● **What to do**
1. In the text below on finding the Lie algebra of a subgroup of SO(4), what condition makes a vector v in the tangent space of H at the identity tangent to G?
2. Reproduce word for word the part of the text on the Lie algebra of a subgroup of SO(4) that runs between "You are in the" and "elements Lie algebra.", inclusive.

● **Excerpted text**
* begin *

Determine the lie algebra of the subgroup of SO(4)

You are in the following situation. You have a Lie group $H$ (don't want to use the letter $G$ here, since you are using it) and a system of smooth equations $f_1,..., f_n: H\to\Bbb R$ so that $G:=\bigcap_i f^{-1}_i(\{0\})$ is subgroup of $H$. How can you determine the Lie algebra of $G$? Well: $v\in T_1H$ is tangent to $G$ iff the equations $f_i$ remain unchanged when you perturb in direction $v$. This means that $v\in \bigcap_i\ker( d_1f_i)$, and you get another system of equations $d_1f_i(v)=0$ determining the elements Lie algebra.

* end *

● **Data**
* begin *

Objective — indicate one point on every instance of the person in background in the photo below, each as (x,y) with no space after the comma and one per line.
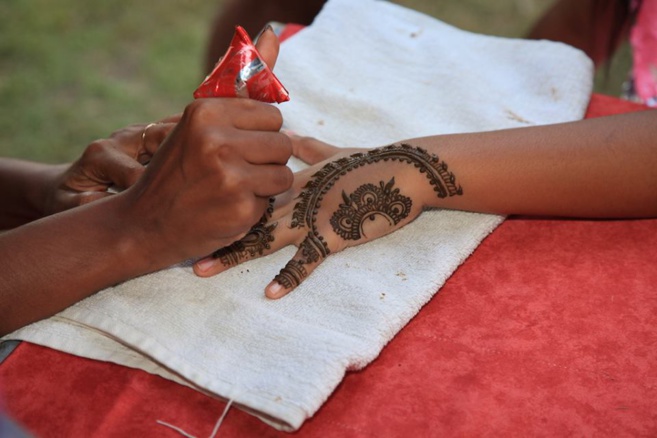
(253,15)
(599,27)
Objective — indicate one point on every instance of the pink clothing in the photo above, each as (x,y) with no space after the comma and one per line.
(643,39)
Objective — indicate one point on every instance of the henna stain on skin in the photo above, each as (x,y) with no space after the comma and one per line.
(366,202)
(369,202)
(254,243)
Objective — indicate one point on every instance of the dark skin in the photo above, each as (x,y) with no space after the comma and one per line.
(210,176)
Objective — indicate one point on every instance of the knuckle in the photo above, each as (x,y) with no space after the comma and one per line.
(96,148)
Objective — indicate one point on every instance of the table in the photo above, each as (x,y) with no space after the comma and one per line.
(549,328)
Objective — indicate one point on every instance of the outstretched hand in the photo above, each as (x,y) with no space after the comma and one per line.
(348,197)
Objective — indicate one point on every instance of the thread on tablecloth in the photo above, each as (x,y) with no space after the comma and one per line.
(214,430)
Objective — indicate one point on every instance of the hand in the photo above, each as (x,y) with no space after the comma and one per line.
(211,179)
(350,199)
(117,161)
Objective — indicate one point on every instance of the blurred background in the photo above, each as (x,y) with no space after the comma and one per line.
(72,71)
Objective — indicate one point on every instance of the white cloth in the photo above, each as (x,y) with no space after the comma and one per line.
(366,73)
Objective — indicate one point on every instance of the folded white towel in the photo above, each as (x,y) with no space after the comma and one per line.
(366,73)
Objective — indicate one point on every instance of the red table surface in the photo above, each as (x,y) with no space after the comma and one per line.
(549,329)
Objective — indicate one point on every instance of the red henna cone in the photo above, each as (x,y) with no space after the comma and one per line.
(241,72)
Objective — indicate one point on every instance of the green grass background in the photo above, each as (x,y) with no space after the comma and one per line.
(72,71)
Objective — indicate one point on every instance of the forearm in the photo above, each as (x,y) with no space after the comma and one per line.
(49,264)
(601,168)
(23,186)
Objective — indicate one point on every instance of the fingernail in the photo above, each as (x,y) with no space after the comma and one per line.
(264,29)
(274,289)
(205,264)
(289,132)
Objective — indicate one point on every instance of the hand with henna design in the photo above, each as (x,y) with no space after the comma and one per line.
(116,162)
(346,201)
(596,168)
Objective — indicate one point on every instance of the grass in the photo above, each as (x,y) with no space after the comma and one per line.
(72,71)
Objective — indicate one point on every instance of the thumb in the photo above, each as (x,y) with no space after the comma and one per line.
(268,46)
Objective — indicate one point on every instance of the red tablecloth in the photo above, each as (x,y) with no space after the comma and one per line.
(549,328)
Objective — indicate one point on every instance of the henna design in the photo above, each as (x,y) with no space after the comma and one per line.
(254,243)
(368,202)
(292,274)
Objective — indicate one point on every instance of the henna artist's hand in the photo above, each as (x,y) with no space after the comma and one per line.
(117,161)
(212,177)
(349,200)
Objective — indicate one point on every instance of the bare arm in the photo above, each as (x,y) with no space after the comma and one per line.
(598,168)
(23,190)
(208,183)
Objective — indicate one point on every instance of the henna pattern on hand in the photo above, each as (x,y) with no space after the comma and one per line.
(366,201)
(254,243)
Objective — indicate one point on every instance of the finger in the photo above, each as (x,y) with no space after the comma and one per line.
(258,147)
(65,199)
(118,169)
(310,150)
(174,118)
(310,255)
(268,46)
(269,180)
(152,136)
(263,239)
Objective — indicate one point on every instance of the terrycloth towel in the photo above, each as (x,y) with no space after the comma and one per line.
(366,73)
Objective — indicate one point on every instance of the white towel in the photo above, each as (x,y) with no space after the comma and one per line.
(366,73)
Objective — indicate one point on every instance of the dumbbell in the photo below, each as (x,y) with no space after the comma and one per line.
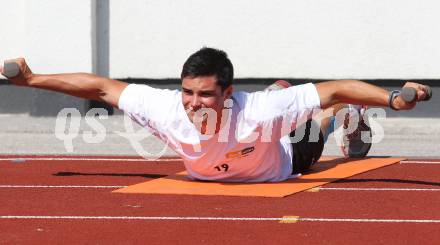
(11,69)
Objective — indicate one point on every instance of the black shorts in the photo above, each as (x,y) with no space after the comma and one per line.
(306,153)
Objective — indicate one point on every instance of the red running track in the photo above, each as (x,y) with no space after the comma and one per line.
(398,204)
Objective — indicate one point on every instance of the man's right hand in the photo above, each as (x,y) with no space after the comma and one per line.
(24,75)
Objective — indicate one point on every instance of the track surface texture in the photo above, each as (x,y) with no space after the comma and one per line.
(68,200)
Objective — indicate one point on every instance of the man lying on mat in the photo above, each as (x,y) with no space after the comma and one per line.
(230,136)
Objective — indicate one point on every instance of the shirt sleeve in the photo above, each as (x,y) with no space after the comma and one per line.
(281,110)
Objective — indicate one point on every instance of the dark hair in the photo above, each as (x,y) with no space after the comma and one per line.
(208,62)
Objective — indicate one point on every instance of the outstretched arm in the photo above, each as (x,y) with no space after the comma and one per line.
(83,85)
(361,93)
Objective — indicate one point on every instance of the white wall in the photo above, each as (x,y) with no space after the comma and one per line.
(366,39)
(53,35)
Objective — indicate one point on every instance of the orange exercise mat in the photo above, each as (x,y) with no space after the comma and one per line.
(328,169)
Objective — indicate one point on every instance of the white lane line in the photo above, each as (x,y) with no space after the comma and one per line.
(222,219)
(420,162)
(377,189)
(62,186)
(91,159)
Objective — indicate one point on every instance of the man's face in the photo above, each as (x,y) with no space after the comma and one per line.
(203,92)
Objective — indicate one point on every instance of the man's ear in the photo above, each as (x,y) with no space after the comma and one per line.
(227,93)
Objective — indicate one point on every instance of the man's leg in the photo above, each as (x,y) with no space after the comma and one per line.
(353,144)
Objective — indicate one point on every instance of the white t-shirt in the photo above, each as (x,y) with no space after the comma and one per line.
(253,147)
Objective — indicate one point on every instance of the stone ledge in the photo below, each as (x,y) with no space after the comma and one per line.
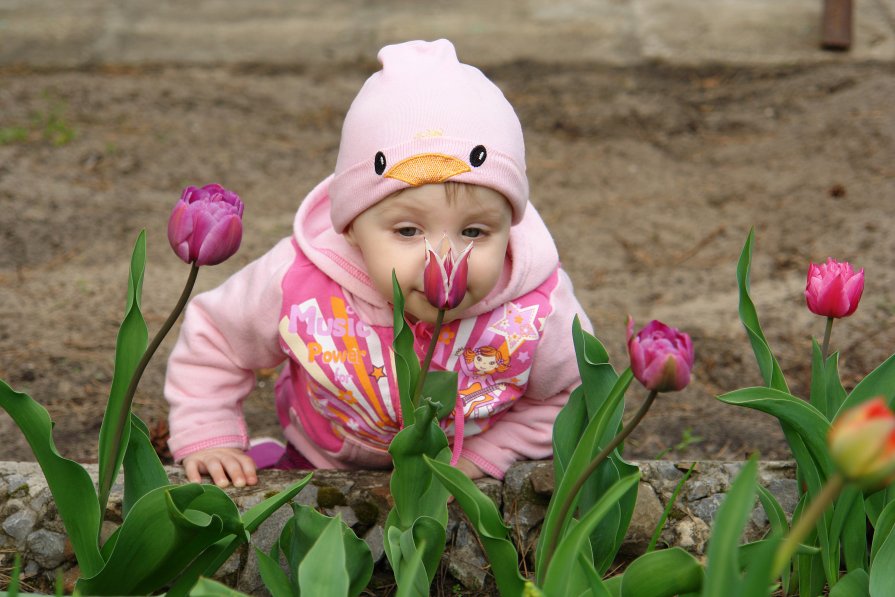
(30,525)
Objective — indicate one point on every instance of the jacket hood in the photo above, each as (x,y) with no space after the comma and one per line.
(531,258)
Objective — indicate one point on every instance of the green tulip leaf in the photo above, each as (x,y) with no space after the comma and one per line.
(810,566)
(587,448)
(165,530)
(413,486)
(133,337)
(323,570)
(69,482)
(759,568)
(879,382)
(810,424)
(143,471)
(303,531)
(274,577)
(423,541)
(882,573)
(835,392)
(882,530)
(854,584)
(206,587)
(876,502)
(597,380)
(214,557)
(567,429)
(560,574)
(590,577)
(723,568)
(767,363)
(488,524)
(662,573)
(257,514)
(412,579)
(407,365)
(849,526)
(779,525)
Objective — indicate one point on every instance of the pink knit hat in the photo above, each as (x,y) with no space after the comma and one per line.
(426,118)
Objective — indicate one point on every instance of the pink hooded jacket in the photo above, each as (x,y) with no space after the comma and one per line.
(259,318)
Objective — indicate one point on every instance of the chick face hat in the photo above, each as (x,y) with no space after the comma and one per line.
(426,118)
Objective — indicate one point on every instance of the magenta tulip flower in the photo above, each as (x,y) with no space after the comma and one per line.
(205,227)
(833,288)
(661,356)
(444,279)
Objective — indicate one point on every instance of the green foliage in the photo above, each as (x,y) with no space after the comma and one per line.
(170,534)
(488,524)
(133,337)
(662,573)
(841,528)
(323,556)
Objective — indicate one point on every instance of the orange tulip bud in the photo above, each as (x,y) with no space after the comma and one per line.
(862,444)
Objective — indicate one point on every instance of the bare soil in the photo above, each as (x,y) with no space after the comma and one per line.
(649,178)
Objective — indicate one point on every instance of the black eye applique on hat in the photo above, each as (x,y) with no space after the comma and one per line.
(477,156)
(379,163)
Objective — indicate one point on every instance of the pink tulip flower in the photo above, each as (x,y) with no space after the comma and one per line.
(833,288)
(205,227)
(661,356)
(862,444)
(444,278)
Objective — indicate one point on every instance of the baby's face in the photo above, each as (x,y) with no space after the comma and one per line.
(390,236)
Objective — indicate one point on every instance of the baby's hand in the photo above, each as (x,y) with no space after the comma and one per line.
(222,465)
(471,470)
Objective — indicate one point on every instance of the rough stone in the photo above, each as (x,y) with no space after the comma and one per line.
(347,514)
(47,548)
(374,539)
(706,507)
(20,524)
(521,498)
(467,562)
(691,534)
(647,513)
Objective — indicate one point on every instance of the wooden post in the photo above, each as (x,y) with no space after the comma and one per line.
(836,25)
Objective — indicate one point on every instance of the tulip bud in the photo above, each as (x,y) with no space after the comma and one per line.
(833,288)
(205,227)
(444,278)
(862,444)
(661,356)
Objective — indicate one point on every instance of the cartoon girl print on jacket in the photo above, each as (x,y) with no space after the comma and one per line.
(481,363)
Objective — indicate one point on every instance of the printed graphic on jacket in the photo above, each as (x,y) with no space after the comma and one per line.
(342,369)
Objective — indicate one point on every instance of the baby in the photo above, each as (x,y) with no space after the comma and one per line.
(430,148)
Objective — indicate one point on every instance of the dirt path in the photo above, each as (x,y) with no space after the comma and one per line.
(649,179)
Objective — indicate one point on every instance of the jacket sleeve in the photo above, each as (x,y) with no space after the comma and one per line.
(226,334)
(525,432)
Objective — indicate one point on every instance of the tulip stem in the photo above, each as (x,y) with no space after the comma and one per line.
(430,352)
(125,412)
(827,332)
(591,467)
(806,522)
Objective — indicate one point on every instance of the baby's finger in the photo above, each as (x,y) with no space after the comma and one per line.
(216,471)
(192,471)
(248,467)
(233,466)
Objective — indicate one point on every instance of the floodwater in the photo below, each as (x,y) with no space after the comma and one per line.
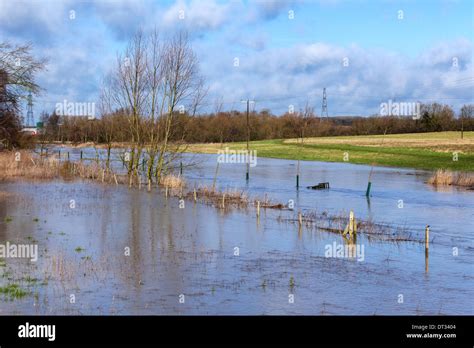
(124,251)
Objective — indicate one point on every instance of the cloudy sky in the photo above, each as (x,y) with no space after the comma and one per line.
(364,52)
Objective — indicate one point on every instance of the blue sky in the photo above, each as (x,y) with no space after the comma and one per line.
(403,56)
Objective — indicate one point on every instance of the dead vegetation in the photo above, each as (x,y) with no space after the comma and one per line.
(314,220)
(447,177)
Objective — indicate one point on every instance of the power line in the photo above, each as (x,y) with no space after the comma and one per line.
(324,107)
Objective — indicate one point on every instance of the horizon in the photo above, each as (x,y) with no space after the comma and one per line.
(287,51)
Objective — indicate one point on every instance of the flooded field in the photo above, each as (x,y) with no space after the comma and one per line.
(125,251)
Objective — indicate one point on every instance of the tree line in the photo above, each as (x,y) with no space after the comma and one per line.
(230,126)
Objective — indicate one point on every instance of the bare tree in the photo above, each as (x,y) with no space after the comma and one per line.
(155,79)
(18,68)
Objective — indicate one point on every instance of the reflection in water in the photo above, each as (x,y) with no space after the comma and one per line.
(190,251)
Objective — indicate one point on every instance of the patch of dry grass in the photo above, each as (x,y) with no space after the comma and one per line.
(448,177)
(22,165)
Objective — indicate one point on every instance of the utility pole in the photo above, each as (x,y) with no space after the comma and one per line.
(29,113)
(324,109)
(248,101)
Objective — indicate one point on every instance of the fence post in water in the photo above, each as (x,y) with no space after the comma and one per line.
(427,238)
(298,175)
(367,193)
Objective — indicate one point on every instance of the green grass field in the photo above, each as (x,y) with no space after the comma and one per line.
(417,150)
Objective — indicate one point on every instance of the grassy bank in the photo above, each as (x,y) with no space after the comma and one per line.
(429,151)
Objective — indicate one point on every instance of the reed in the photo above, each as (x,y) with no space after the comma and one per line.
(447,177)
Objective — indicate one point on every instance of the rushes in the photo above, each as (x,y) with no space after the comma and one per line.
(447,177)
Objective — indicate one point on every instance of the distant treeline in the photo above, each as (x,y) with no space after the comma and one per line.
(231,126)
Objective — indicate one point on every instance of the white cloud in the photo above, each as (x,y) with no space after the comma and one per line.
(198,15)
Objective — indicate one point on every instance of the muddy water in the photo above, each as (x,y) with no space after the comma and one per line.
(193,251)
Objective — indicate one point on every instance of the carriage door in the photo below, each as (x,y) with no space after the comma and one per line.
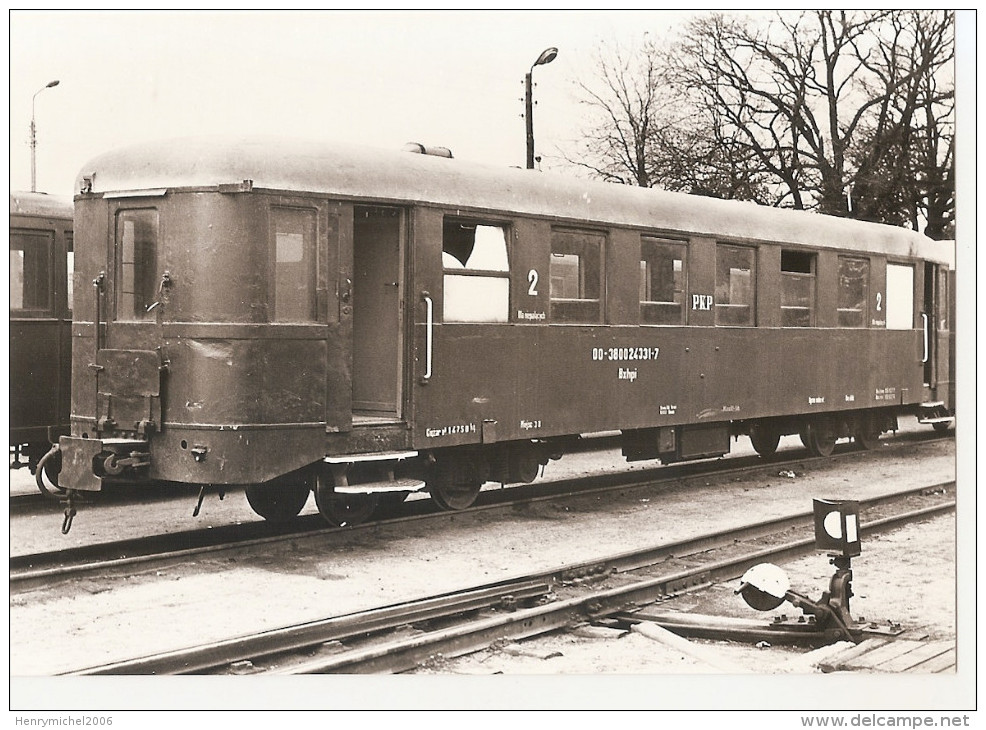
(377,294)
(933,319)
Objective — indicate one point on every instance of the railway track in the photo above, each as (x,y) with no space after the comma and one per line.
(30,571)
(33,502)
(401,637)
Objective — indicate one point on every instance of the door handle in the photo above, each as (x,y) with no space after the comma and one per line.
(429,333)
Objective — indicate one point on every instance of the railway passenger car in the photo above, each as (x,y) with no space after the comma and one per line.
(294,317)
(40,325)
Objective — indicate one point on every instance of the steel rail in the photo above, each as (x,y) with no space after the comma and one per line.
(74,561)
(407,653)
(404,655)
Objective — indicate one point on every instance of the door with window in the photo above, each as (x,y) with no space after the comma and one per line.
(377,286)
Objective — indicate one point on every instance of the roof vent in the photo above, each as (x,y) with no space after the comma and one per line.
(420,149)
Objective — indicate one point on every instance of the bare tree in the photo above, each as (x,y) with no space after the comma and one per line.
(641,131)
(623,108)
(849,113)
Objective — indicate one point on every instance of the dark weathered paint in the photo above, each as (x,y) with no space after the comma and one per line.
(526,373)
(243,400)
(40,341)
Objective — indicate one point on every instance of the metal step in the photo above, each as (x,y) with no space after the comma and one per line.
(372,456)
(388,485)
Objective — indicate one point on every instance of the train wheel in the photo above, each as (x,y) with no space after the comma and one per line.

* end *

● **Exercise responses**
1. The vector v is tangent to G if and only if the equations f_i remain unchanged when you perturb in the direction of v.

2.
You are in the following situation. You have a Lie group $H$ (don't want to use the letter $G$ here, since you are using it) and a system of smooth equations $f_1,..., f_n: H\to\Bbb R$ so that $G:=\bigcap_i f^{-1}_i(\{0\})$ is subgroup of $H$. How can you determine the Lie algebra of $G$? Well: $v\in T_1H$ is tangent to $G$ iff the equations $f_i$ remain unchanged when you perturb in direction $v$. This means that $v\in \bigcap_i\ker( d_1f_i)$, and you get another system of equations $d_1f_i(v)=0$ determining the elements Lie algebra.